• _Text under study_
Newswise — ALBUQUERQUE, N.M. — A media comprised of a sandwich of materials, tested by Sandia National Laboratories, is being manufactured into N95-like respirators that could be used in local medical facilities. The project originated from the urgent need for personal protective equipment when the COVID-19 outbreak began.
“I can almost assure you that no one else in the country is making respirators the way we’re making them,” said Dave Mayberry, technical lead for Marpac, Sierra Peaks and Sew-EZ, the companies that worked with Sandia on materials testing. “We didn’t want to research the same materials already used in the typical N95 supply chain due to availability issues, so we looked into other materials we could get ahold of that seemed most likely to meet the filtration requirements.”
Marpac, Sierra Peaks and Sew-EZ were matched with Sandia scientists through the New Mexico Small Business Assistance program that pairs Sandia and Los Alamos national laboratories with companies seeking help to solve technical problems. Sandia worked on a project with each company.
“It’s been very satisfying to see NMSBA, a state program, help New Mexico businesses address COVID-19 issues,” said Jackie Kerby Moore, manager of technology and economic development at Sandia. “It was also rewarding to see the Sandia team jump on the opportunity to help these three businesses with their respirators.”
Marpac specializes in manufacturing medical tube securement devices and works closely with engineering and manufacturing companies Sierra Peaks and Sew-EZ.
Mayberry reached out to Sandia after receiving an inquiry from a local hospital to see if the company could help address the potential shortage of N95 respirators. Certified N95 respirators are worn like masks and protect users from 95% of airborne particles and liquid contamination.
Sandia has the equipment and expertise to help, and within a few days after Marpac reached out, a team of scientists began working on the challenging task of modifying systems to make sure samples were tested properly.
Sandia principal investigator Michael Omana said the team modified aerosol and filtration systems typically used for nuclear nonproliferation work. They had to reduce the systems’ airflow significantly to mimic the rate that humans breathe. They also modified existing test boxes to quickly mount and seal the samples inside prior to running them through the testbed.
“We were tapped about the first project with Marpac on a Thursday and drafted the scope of work and contract by Friday,” Omana said. “By Monday or Tuesday, we had finished all system modifications. Initial testing of the first set of materials was completed by the end of the week, and data was provided to Marpac.”

• _Listed entries_
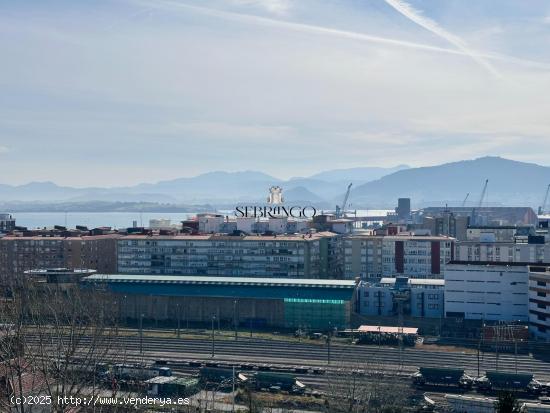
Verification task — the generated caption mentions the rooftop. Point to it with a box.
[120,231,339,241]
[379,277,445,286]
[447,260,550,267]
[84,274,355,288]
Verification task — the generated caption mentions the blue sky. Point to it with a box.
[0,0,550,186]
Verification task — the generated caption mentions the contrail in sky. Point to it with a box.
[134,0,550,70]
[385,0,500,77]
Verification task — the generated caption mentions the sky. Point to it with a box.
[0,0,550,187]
* * *
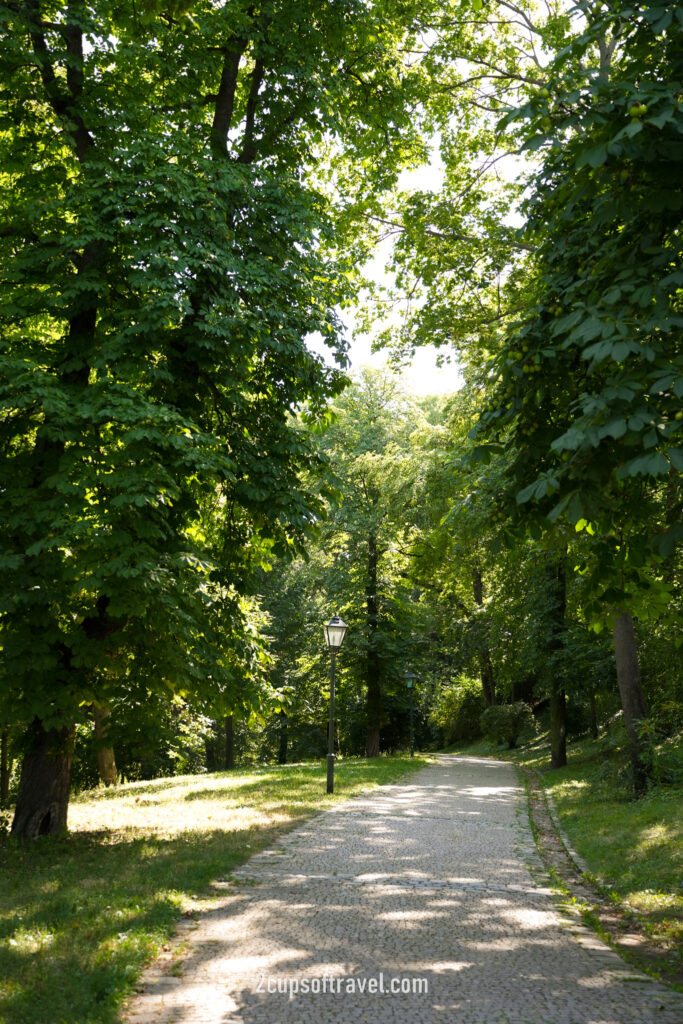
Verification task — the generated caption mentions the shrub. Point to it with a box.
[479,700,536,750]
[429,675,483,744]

• _What you will do_
Carry on the news report about the respirator materials tested at Sandia, picking up after its final sentence.

• _Task output_
Initial test materials underperformed, with the best sample coming within 10% of the desired filtration levels. Within a couple of weeks, the researchers started seeing promising results from new material compositions. Creativity in combining materials resulted in samples with protection levels comparable to N95 respirators.
Marpac manufactured 500 N95-like respirators using the materials Sandia tested, and Mayberry said they passed fit tests at a local hospital. They’re also looking into additional medical facilities that could use the product.
“We feel fortunate that the local hospital provider came to us after seeing our capabilities,” Mayberry said. “This definitely stretched us out of our comfort zone, and certainly without the technical support from Sandia Labs, this would have been hard to validate all the types of materials that would be likely constructed into a respirator.”
Working quickly was critical for the projects, Sandia distinguished technologist Dora Wiemann said, and the team put in long hours — including on weekends.
The projects with each company built upon each other. For the first project with Marpac, researchers tested sheets of composite materials provided by the company in the large, modified filtration system.
For the second project with Sierra Peaks, additional test-box modifications enabled the scientists to mount and seal samples cut in respirator geometries, and to complete comparison studies against certified N95 respirators.
The third project with Sew-EZ, which is ongoing, involves further sample testing using the filtration system and an additional commercial-off-the-shelf system, which is typically used by industry to certify products like N95 respirators.
“Sandia is not a certification lab, but the joint use of the systems enabled us to provide data that may be compared against products which have been certified through traditional avenues,” Omana said. “This data will help the company if it chooses to seek certification of its product through the proper organizations.”
Omana and a couple of other researchers test the materials in the lab, then forward data to be processed into quantitative results. The timeline on all projects has been tight, but the researchers said promising tests have been rewarding, especially because the result has the potential to help people during a time of crisis.
“I’m glad to be in the position I am so that I can help with this really big issue with characterizing materials that can be used for N95 replacements,” Wiemann said. “By the end of the initial modifications and testing, we were a very close-knit team, solving an important problem. It was exhausting and exhilarating.”